==== Text under study
Do you feel not impressed by the hiring managers/product leadership at interviews?

I’ve been interviewing for product management positions and have not been very impressed by the hiring managers or the product leadership at some companies.
(This is something I look for when I interview since it’s important for me to be able learn from the leadership at the company.)

Company 1:

Interviewed with the VP of Product in the 2nd round. I thought she was okay but she asked me some questions that made no sense. When I asked follow-up questions, she took the back the questions. I felt her questions weren’t thought through.

Then interviewed with the CPO in the next round. During the first 5 mins or so, I felt he wasn’t listening at all. He kept asking me about things I had already answered. The rest of the interview was fine but short. I asked him if we could go over time since I didn’t get a chance to ask questions. He agreed so we spoke for 20 more minutes. I feel the interview would have gone on longer had I not said thank you so much for your time and ended it. After that he mentioned he was late for a meeting, but didn’t bring it up earlier.
========
▶ Task to carry out:
Continue the post on product management interviews from the point where it ends.
==== Stored data
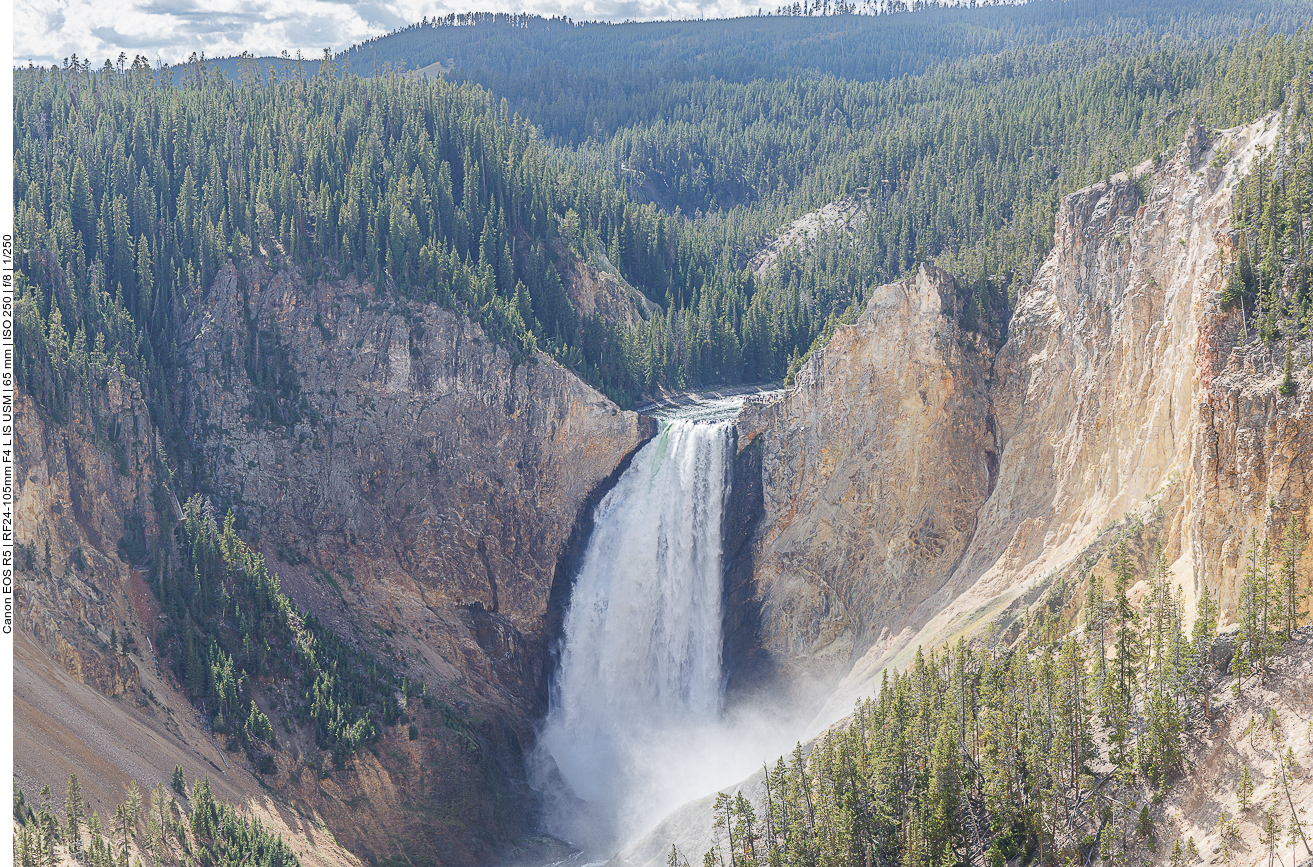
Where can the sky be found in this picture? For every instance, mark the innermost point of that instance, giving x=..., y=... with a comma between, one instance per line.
========
▶ Written response:
Company 2:

Interviewed with the Group Product Manager in round 2. He sounded impatient and wouldn’t let me finish answering before jumping to another question. Also wasn’t a good listener since he asked me questions I had already answered. I also felt he was “virtue signaling” by saying how good he was at critical thinking, strategy and thinking out of the box, and how much influence he had over the CEO and the direction of the company. Oh, and he also said that I might not be good at strategy given that I had never worked at a start-up. He still asked me some ideas about how to grow the product (that’s the only product at that company).

Next round was a case study, and the whole thing was really unprofessional. The HR sent me the assignment on Friday and I could ask questions over the weekend. But when I sent the questions, the email was no longer active. They finally responded late Monday and told me to make assumptions and not ask any questions. No thanks.

Am I the only one experiencing this?

On a side note: I do see people moving up the ranks/titles without the experience. For example someone I know went from PM to Director at a start-up with less than 1 year of experience as a PM.


Thank you for sharing this. I’ve been feeling the same way about all points.

To help me keep calm and focused, I think of this from 2 perspectives:

  1. I like to use the dating analogy here: you will meet a lot of people who may not be compatible to you and you know when you see those signals. But it’s a numbers game and you need to keep trying and be open to be patient. If you end up committing to a “meh” date will you be happy? And, is it fair to that person that they’re not making you happy?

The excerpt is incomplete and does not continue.